→ Arbeitsaufträge:
1: Erklären Sie mithilfe des Lesetextes zum Taiwan-Besuch, weshalb die USA seit 1979 nur begrenzte inoffizielle Kontakte zu Taipeh unterhielten.
2: Geben Sie aus dem Lesetext zum Taiwan-Besuch den Abschnitt wortgetreu wieder, der mit den Worten „Weniger als zwei“ einsetzt und mit „noch weiter an.“ schließt.
3: Beantworten Sie anhand des Lesetextes zum Taiwan-Besuch die folgenden Fragen:
(a) Aus wie vielen US-Kongressabgeordneten bestand die Delegation?
(b) An welchem Wochentag landete die Delegation auf der Insel?
(c) Seit welchem Jahr bilden die Vereinbarungen die Grundlage der Ein-China-Politik und der diplomatischen Beziehungen zu China?

Weniger als zwei Wochen nachdem der provokante Besuch der Sprecherin des US-Repräsentantenhauses, Nancy Pelosi, auf Taiwan die Spannungen mit China auf die Spitze getrieben hat, landete am Sonntag eine fünfköpfige Delegation von US-Kongressabgeordneten auf der Insel. Der Besuch heizte die ohnehin schon angespannte militärische Lage noch weiter an.
Washington untergräbt bewusst Schritt für Schritt die Vereinbarungen, die der Ein-China-Politik und den diplomatischen Beziehungen zu China seit 1979 zugrunde liegen. Damals beendeten die USA die diplomatischen und militärischen Beziehungen zu Taiwan und erkannten Peking de facto als legitime Regierung von ganz China einschließlich Taiwans an. Seitdem unterhielten sie nur begrenzte inoffizielle Kontakte zu Taipeh.

Auszüge aus dem Zeigedatensatz:
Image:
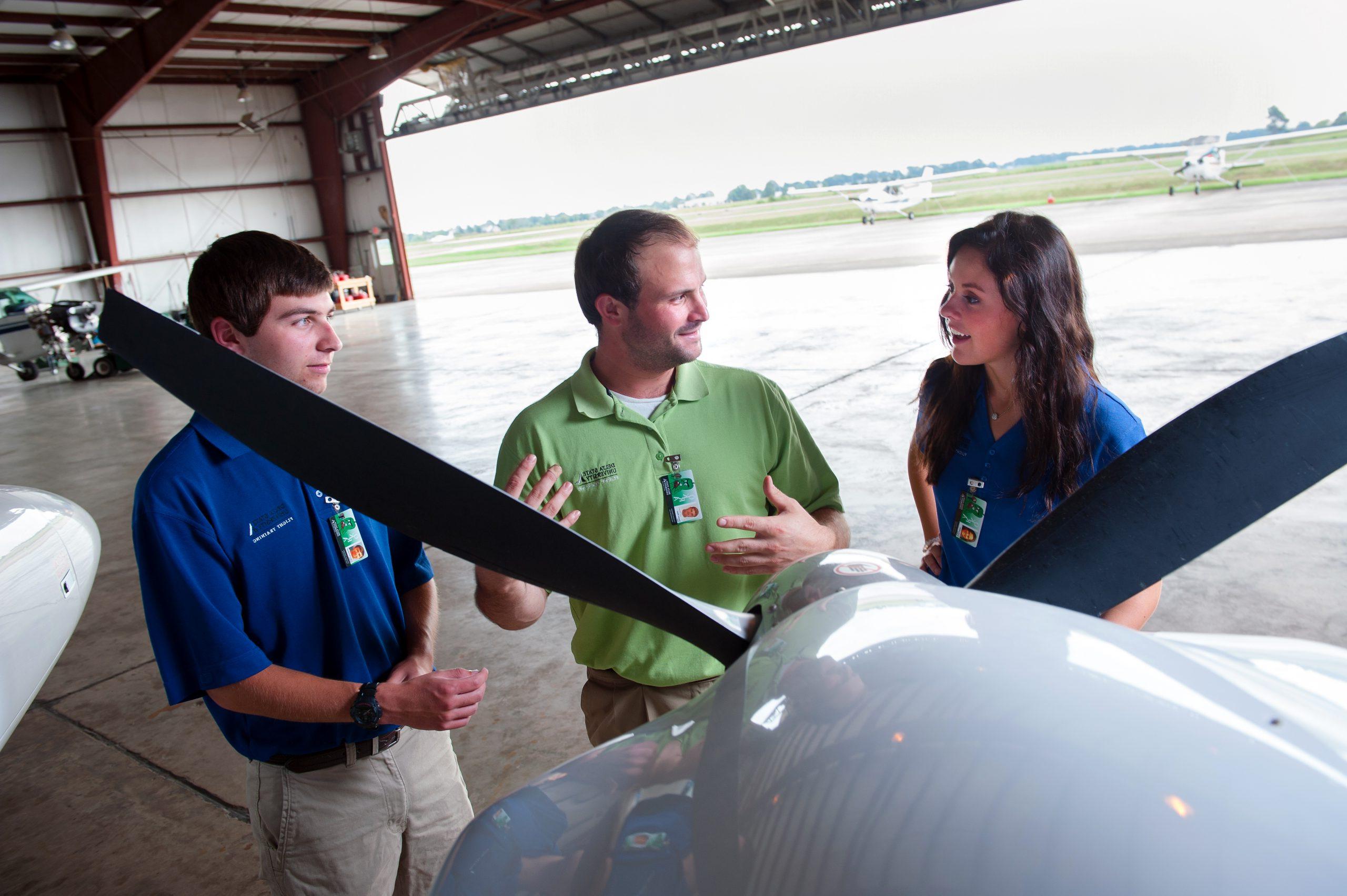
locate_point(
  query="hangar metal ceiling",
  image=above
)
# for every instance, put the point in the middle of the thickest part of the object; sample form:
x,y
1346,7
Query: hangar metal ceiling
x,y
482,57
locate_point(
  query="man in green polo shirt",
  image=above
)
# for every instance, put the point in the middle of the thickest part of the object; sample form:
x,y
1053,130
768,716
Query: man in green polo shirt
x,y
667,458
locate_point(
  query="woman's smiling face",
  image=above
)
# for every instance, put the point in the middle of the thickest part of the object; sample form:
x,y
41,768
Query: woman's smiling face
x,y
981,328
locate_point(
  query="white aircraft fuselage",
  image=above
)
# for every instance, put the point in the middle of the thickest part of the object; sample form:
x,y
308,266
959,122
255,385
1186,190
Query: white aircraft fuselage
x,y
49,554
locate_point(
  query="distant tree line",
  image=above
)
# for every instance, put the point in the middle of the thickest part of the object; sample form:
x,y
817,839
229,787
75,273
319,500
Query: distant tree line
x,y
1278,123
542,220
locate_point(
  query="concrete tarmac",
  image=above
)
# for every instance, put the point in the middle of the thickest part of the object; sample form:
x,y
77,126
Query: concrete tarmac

→ Lösungen:
1: Im Jahr 1979 beendeten die USA die diplomatischen und militärischen Beziehungen zu Taiwan. Zugleich erkannten sie Peking de facto als legitime Regierung von ganz China einschließlich Taiwans an.

2:
Weniger als zwei Wochen nachdem der provokante Besuch der Sprecherin des US-Repräsentantenhauses, Nancy Pelosi, auf Taiwan die Spannungen mit China auf die Spitze getrieben hat, landete am Sonntag eine fünfköpfige Delegation von US-Kongressabgeordneten auf der Insel. Der Besuch heizte die ohnehin schon angespannte militärische Lage noch weiter an.

3:
(a) Aus fünf Abgeordneten.
(b) Am Sonntag.
(c) Seit 1979.